What you will do → With pictures omitted, output the records below exactly as they appear.
:::::
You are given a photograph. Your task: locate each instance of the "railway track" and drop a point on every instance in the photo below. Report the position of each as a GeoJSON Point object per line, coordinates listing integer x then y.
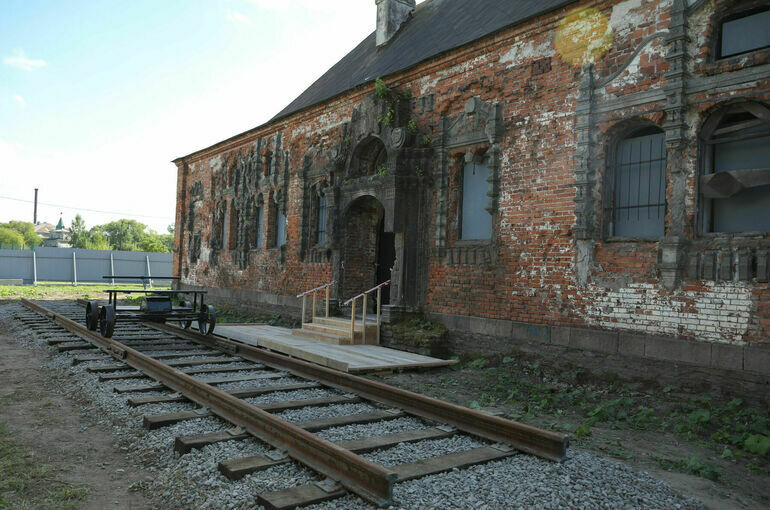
{"type": "Point", "coordinates": [190, 367]}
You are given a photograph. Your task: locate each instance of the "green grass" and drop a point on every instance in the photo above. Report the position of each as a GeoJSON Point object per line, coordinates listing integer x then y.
{"type": "Point", "coordinates": [25, 483]}
{"type": "Point", "coordinates": [47, 290]}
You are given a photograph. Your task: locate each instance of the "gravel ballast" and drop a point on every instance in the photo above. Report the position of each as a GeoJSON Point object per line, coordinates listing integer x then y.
{"type": "Point", "coordinates": [193, 481]}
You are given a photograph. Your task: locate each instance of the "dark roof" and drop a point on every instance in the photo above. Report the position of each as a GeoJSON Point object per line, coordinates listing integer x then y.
{"type": "Point", "coordinates": [436, 26]}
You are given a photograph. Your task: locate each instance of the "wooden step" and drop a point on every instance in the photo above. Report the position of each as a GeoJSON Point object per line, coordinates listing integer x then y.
{"type": "Point", "coordinates": [322, 337]}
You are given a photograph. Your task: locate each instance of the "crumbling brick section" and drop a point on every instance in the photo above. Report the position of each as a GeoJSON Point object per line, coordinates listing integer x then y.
{"type": "Point", "coordinates": [547, 127]}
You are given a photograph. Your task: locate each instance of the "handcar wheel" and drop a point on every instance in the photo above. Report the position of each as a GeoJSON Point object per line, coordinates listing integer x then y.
{"type": "Point", "coordinates": [186, 323]}
{"type": "Point", "coordinates": [207, 320]}
{"type": "Point", "coordinates": [92, 316]}
{"type": "Point", "coordinates": [107, 321]}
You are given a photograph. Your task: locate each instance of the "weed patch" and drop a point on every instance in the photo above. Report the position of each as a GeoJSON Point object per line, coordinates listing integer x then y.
{"type": "Point", "coordinates": [25, 483]}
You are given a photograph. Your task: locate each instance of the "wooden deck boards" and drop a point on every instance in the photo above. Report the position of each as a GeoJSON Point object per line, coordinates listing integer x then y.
{"type": "Point", "coordinates": [347, 358]}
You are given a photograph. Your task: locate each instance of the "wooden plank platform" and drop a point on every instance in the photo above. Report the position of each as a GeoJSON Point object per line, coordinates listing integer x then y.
{"type": "Point", "coordinates": [347, 358]}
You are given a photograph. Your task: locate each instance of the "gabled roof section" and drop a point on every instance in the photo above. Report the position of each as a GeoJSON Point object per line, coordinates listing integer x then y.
{"type": "Point", "coordinates": [435, 27]}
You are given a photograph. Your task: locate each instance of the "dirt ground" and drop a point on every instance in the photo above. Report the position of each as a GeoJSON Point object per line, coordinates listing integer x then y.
{"type": "Point", "coordinates": [664, 432]}
{"type": "Point", "coordinates": [74, 451]}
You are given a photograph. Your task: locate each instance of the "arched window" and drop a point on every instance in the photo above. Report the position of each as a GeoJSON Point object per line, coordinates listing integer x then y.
{"type": "Point", "coordinates": [321, 219]}
{"type": "Point", "coordinates": [744, 32]}
{"type": "Point", "coordinates": [280, 227]}
{"type": "Point", "coordinates": [475, 220]}
{"type": "Point", "coordinates": [258, 220]}
{"type": "Point", "coordinates": [735, 176]}
{"type": "Point", "coordinates": [635, 185]}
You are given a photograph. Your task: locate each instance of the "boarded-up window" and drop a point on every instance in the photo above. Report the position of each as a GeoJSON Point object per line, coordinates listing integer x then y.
{"type": "Point", "coordinates": [476, 221]}
{"type": "Point", "coordinates": [736, 175]}
{"type": "Point", "coordinates": [321, 218]}
{"type": "Point", "coordinates": [258, 217]}
{"type": "Point", "coordinates": [745, 34]}
{"type": "Point", "coordinates": [637, 186]}
{"type": "Point", "coordinates": [280, 227]}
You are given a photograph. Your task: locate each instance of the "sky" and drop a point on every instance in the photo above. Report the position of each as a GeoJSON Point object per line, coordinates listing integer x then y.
{"type": "Point", "coordinates": [97, 97]}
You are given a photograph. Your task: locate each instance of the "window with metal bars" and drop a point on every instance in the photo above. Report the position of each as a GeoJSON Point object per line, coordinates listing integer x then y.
{"type": "Point", "coordinates": [321, 219]}
{"type": "Point", "coordinates": [636, 195]}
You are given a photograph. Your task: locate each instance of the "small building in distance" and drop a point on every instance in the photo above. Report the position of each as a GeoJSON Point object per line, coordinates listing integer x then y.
{"type": "Point", "coordinates": [54, 236]}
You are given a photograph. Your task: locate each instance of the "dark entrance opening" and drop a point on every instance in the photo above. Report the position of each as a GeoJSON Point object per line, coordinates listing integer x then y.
{"type": "Point", "coordinates": [369, 252]}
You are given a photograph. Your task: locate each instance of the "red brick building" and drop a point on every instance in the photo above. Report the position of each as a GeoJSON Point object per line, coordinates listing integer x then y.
{"type": "Point", "coordinates": [591, 174]}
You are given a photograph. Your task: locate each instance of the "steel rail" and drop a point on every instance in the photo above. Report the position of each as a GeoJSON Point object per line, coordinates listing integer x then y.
{"type": "Point", "coordinates": [525, 438]}
{"type": "Point", "coordinates": [363, 477]}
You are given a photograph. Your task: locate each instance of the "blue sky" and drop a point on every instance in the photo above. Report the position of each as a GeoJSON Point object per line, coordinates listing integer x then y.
{"type": "Point", "coordinates": [97, 97]}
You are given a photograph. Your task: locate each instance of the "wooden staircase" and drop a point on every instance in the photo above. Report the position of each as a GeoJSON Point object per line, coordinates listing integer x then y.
{"type": "Point", "coordinates": [341, 330]}
{"type": "Point", "coordinates": [336, 330]}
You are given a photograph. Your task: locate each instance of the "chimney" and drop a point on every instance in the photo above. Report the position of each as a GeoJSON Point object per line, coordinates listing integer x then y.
{"type": "Point", "coordinates": [391, 14]}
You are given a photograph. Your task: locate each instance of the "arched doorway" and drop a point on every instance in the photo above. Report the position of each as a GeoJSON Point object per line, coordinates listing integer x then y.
{"type": "Point", "coordinates": [369, 251]}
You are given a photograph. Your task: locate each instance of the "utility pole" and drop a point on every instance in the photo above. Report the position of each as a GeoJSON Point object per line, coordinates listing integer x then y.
{"type": "Point", "coordinates": [34, 221]}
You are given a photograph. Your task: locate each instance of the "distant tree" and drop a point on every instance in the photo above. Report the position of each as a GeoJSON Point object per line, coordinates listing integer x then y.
{"type": "Point", "coordinates": [11, 237]}
{"type": "Point", "coordinates": [125, 234]}
{"type": "Point", "coordinates": [79, 236]}
{"type": "Point", "coordinates": [153, 243]}
{"type": "Point", "coordinates": [97, 240]}
{"type": "Point", "coordinates": [27, 231]}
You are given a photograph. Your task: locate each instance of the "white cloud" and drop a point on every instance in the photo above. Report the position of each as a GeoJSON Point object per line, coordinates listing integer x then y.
{"type": "Point", "coordinates": [21, 61]}
{"type": "Point", "coordinates": [237, 18]}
:::::
Response for this exercise →
You are given a photograph. Your task: locate each instance of the "railway track" and drop a point on every instance in the photo below. Report the position of each as a GeoJSON Point object per line, coordinates listing integer x then y.
{"type": "Point", "coordinates": [190, 367]}
You are given a photograph. Your task: locate each instance of the "green grass" and drop a point on every instance in the photo above. Report the position of each as a GeoJSON Point object per line, coordinates listing integer x then y.
{"type": "Point", "coordinates": [25, 483]}
{"type": "Point", "coordinates": [47, 290]}
You are given a photograph. Your task: locate each instance of the "gravel ballast" and drop a point on every instance in the photo above. Report the position of each as a GeoJSON Point object per line, coordinates listing integer x then y.
{"type": "Point", "coordinates": [193, 481]}
You are given a photograph. Your task: locate each instance of the "dark roof" and drop a point on every instance in the photo above. Report the position of each as a GeoJSON Point object per line, coordinates listing integer x then y.
{"type": "Point", "coordinates": [436, 26]}
You are given a photograph. Your task: locate each instance of the "wooden step" and drop a point on every instance in the photo above. Report the position of each as a GeoJSON Point object per line, coordinates listing integer x then y.
{"type": "Point", "coordinates": [322, 337]}
You are given a photograph. Your task: locate each instance of the "crumbling brick section" and drop a point on every instance in the photo above. Report the position of each as a GeoJSON Point object per line, coordinates listing integer x then y.
{"type": "Point", "coordinates": [547, 127]}
You are given a photograph. Your task: locate each instance of the "handcar wheel" and drop a point on every instance in the photo above. Report the position of each as a GeoJSON Point object per line, coordinates listing integer x then y.
{"type": "Point", "coordinates": [186, 323]}
{"type": "Point", "coordinates": [207, 320]}
{"type": "Point", "coordinates": [92, 316]}
{"type": "Point", "coordinates": [107, 321]}
You are given a photograph. Your task: locate each instance of the "weed patch" and drop a point on every instance in the photo above. Report the position of each as a GeoJSON Point object per line, coordinates listing integer x then y.
{"type": "Point", "coordinates": [25, 483]}
You are given a photograph. Your task: locate each instance of the "wooden deck boards" and drop a point on every instance in the photo above. Report the position of each as a GeoJSON Point object per line, coordinates listing integer x then y.
{"type": "Point", "coordinates": [347, 358]}
You are given a photograph. Your task: locate each instance of the "wooden plank platform" and drop a point on every instance in the photo above. Report the position of each as a GeoJSON Point object per line, coordinates listing integer x then y.
{"type": "Point", "coordinates": [347, 358]}
You are given a photograph. Your task: locate each instance of the "gabled roof section" and drop a point on every instance in the photo above. Report the position of each as a GeoJSON Point object per line, coordinates listing integer x then y.
{"type": "Point", "coordinates": [435, 27]}
You are given a photograph. Your task: locate each instance of the "dirt ground" and drop a point on every instance in the photo above. Report the position of each as a GeoJSON Point object per line, coordinates listing integer x then y.
{"type": "Point", "coordinates": [664, 432]}
{"type": "Point", "coordinates": [74, 451]}
You are given a photograph. Your task: locate each instance of the "arched window" and drop a point on every instance in the photo above. Report the position of each as a GeoJSON Point object per line, coordinates listing integer x then y.
{"type": "Point", "coordinates": [321, 219]}
{"type": "Point", "coordinates": [744, 32]}
{"type": "Point", "coordinates": [280, 227]}
{"type": "Point", "coordinates": [475, 220]}
{"type": "Point", "coordinates": [258, 220]}
{"type": "Point", "coordinates": [735, 176]}
{"type": "Point", "coordinates": [635, 185]}
You are given a photograph. Your task: locate each instance of the "boarded-up window" and drop a point on every instance in the photo above. Report the position of each as a GeoJSON Point object per line, coordinates listing integer x then y.
{"type": "Point", "coordinates": [476, 221]}
{"type": "Point", "coordinates": [736, 175]}
{"type": "Point", "coordinates": [321, 218]}
{"type": "Point", "coordinates": [258, 217]}
{"type": "Point", "coordinates": [745, 34]}
{"type": "Point", "coordinates": [637, 186]}
{"type": "Point", "coordinates": [280, 227]}
You are given a photograph. Your task: locate each instance of the "sky" and drop a point on every instance in the photo above. Report the position of each as a GeoJSON Point object per line, coordinates listing integer x then y.
{"type": "Point", "coordinates": [97, 97]}
You are given a photograph. Your task: locate each instance of the "window with metal bars" and drop a point on every instance in the photo above. Report the position of each as a GeoJSON Point object per line, coordinates listing integer x then y.
{"type": "Point", "coordinates": [321, 219]}
{"type": "Point", "coordinates": [636, 195]}
You are given a photograph. Your task: locate each instance of the "small building in distance" and drop a point on every instance in the photo above. Report the position of each as a GeoJSON Point object per line, coordinates listing integer x then y.
{"type": "Point", "coordinates": [54, 236]}
You are given a photograph. Your task: locate each instance of the "dark entrance opening" and drop a point on every instance in the photo above. Report the position of each as a GeoJSON Point object per line, coordinates listing integer x then y.
{"type": "Point", "coordinates": [369, 252]}
You are given a photograph. Your task: locate each instance of the "red brick building" and drop a point on every instance in the photo above. Report the position of each as a GeoJSON Point object per line, coordinates listing integer x then y.
{"type": "Point", "coordinates": [591, 174]}
You are given a photograph. Your task: locate each instance of the "steel rail" and drop a point on every instance in the photo above. Report the position of each as a GeoJSON Point object per line, coordinates listing integer x then y.
{"type": "Point", "coordinates": [525, 438]}
{"type": "Point", "coordinates": [363, 477]}
You are given a photograph. Your task: locate each instance of the "blue sky" and drop a point on every instance in the photo above. Report the position of each as a GeoJSON Point object per line, coordinates listing integer x then y.
{"type": "Point", "coordinates": [97, 97]}
You are given a photograph. Your task: locate each instance of the "wooden staircase" and drop a point on every instance in the photo above. Report the position of each as a GeoJSON Point object per line, coordinates listing integer x then y.
{"type": "Point", "coordinates": [341, 330]}
{"type": "Point", "coordinates": [336, 330]}
You are given a photograph. Your task: locate each instance of the "chimney" and drop a point on every instance in the photo above. Report the position of each as a GeoJSON Point object per line, coordinates listing integer x then y.
{"type": "Point", "coordinates": [391, 14]}
You are given a photograph. Your task: locate each instance of the "arched doorway" and drop a point on every instance in the photo above. Report the position of each as a GeoJSON Point object per line, coordinates listing integer x then y.
{"type": "Point", "coordinates": [369, 251]}
You are given a photograph. Your task: locate each instance of the "utility pole" and drop a point on every instance in the photo above. Report the position of each as a GeoJSON Point object per line, coordinates listing integer x then y.
{"type": "Point", "coordinates": [34, 221]}
You are given a photograph. Your task: locate each instance of the "distant tree" and drop a point on every instance in the photo above. Report the position of each as a GeoJSON Point object per line, coordinates listing integer x then y.
{"type": "Point", "coordinates": [11, 237]}
{"type": "Point", "coordinates": [125, 234]}
{"type": "Point", "coordinates": [79, 236]}
{"type": "Point", "coordinates": [153, 243]}
{"type": "Point", "coordinates": [97, 240]}
{"type": "Point", "coordinates": [27, 231]}
You are given a photograph. Your task: locate each instance of the "white cloud" and drop a point on every instance in the photo above. Report the position of each as a GeoJSON Point object per line, coordinates listing integer x then y.
{"type": "Point", "coordinates": [21, 61]}
{"type": "Point", "coordinates": [237, 18]}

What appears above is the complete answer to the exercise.